**Passage**
_ _ _ _ _

Scientific American carried a recent article asking the question of whether string theory was science or philosophy? As a theologian, what little I know of the subject presages me to answer in the affirmative. Yes. I think its a little bit of both. Or a lot of bit of both and a little of bit of each. Which is not a way to be silly but in effect, to say we should always be open to the helpfulness of uncertainty and the tension of not knowing (the article itself is provided further below).
The larger question which looms overhead for me is how the church absently discounts science and philosophy's ground-moving discussions as specious while not even questioning itself as to why it may be important to pay attention to these disciplines in the larger scheme of things. Mostly, I'm sure, the church responds this way because it feels these discussions are not "spiritual" or "biblical" or "pertinent" and hence, do not fit into the rhetoric of biblical topics as it presses the bible closely against its martyred breast.
However, it cannot be said too often that the newer insights by science and philosophy of the 21st century must demand a fundamental re-evaluation between the church's theologies and its apprehension of academia. If not, we do the Christian faith an injustice. An injustice which puts it "above" academic reproach in the minds of its congregants who are all too ready to disbelieve anything that it doesn't hear from the pulpit or read in the holy pages of Scripture.
But this is not a good thing, its a bad thing. It makes God irrelevant to the world at large as well as to the church without. It causes the God of the bible to be too-separate from His creation when we as Christians do this. And it subsequently casts doubt on God's presence in humanity when we begin to think of Him as an "unapproachable deity" by any other means than by the mystical (or subjective) approach of belief. Moreover, it causes God to be held as a "fictional reality" to the world at large whom the Christian is to witness to of God's truths in Jesus (who then becomes "myth" Himself, unfortunately). And so, in reality, the church must wrestle with postmodern science and philosophies whether it wants to or not for if it doesn't, it affects both itself, and its witness, if nothing else.
As example, a couple years ago quantum theory provided quite a bit of fertile ground in rethinking the basic ingredients of life, the cosmos, time, ontology, etc. More so, it caused the church to confront its hallowed, classically-based doctrines and dogmas, built up over eons of time on outdated foundations of Hellenism, medievalism, scholasticism, enlightenment theory, and secular modernistic philosophies. However, since the occurrence of these older outlooks another kind of foundation has come. One that is postmodern, postsecular, post-structural, and post-Christian. And one which is very conversant with science and philosophy. A conversation which can be quite helpful in addressing the church's static conversations with itself and the world by questioning "what it thinks it knows in the bible when faced with newer interpretations questioning its quasi-foundational biblical beliefs."

_ _ _ _ _

**Information supplied**
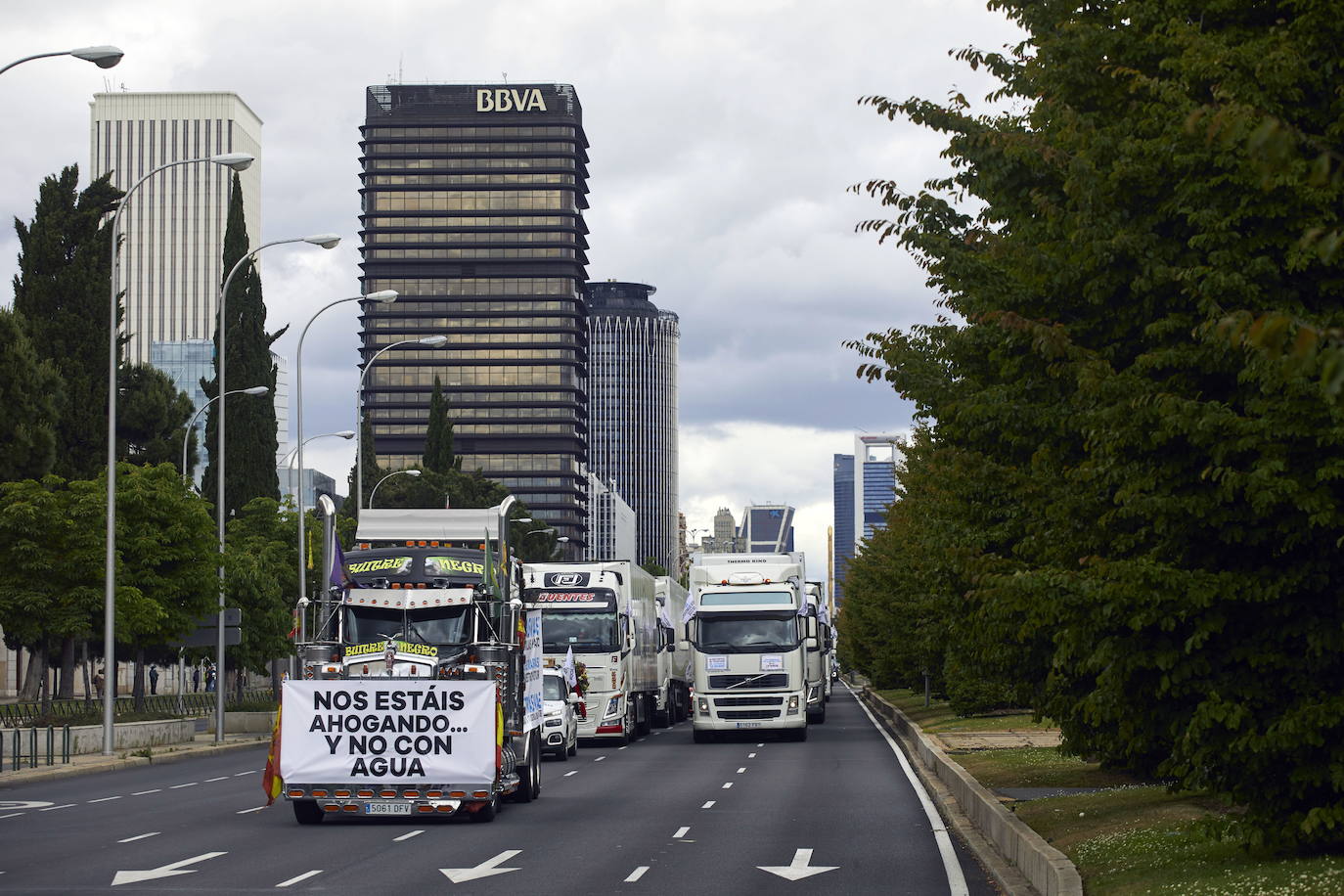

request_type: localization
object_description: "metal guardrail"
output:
[0,726,72,773]
[0,688,272,728]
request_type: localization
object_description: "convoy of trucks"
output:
[275,508,834,825]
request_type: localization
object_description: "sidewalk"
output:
[0,734,270,790]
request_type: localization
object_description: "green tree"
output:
[201,173,288,519]
[845,0,1344,845]
[425,377,460,472]
[117,364,197,474]
[14,165,121,479]
[0,307,62,482]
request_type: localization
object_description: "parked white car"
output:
[542,669,579,762]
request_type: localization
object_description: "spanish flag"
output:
[261,692,285,806]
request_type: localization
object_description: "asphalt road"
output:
[0,688,996,896]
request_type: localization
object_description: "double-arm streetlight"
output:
[294,289,396,620]
[368,470,421,507]
[102,152,255,756]
[0,46,126,75]
[355,336,448,511]
[215,234,340,742]
[181,385,270,482]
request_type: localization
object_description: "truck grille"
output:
[719,709,780,720]
[714,697,784,706]
[709,672,789,691]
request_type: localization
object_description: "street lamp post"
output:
[102,152,254,756]
[355,336,448,511]
[215,234,340,742]
[294,289,396,634]
[0,46,126,75]
[181,385,270,481]
[368,470,420,508]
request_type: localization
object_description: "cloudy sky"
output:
[0,0,1016,576]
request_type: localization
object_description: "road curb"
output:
[0,738,269,790]
[859,687,1083,896]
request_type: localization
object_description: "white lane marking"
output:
[845,684,970,896]
[276,868,323,889]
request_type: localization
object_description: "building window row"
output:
[364,246,574,260]
[364,277,576,297]
[364,230,578,246]
[364,125,574,140]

_ _ _ _ _

**What you are asked to do**
Reproduce the passage on the church and science from "But this is" to "if nothing else.". The lines are separate material and have no connection to the passage on the church and science.

**Output below**
But this is not a good thing, its a bad thing. It makes God irrelevant to the world at large as well as to the church without. It causes the God of the bible to be too-separate from His creation when we as Christians do this. And it subsequently casts doubt on God's presence in humanity when we begin to think of Him as an "unapproachable deity" by any other means than by the mystical (or subjective) approach of belief. Moreover, it causes God to be held as a "fictional reality" to the world at large whom the Christian is to witness to of God's truths in Jesus (who then becomes "myth" Himself, unfortunately). And so, in reality, the church must wrestle with postmodern science and philosophies whether it wants to or not for if it doesn't, it affects both itself, and its witness, if nothing else.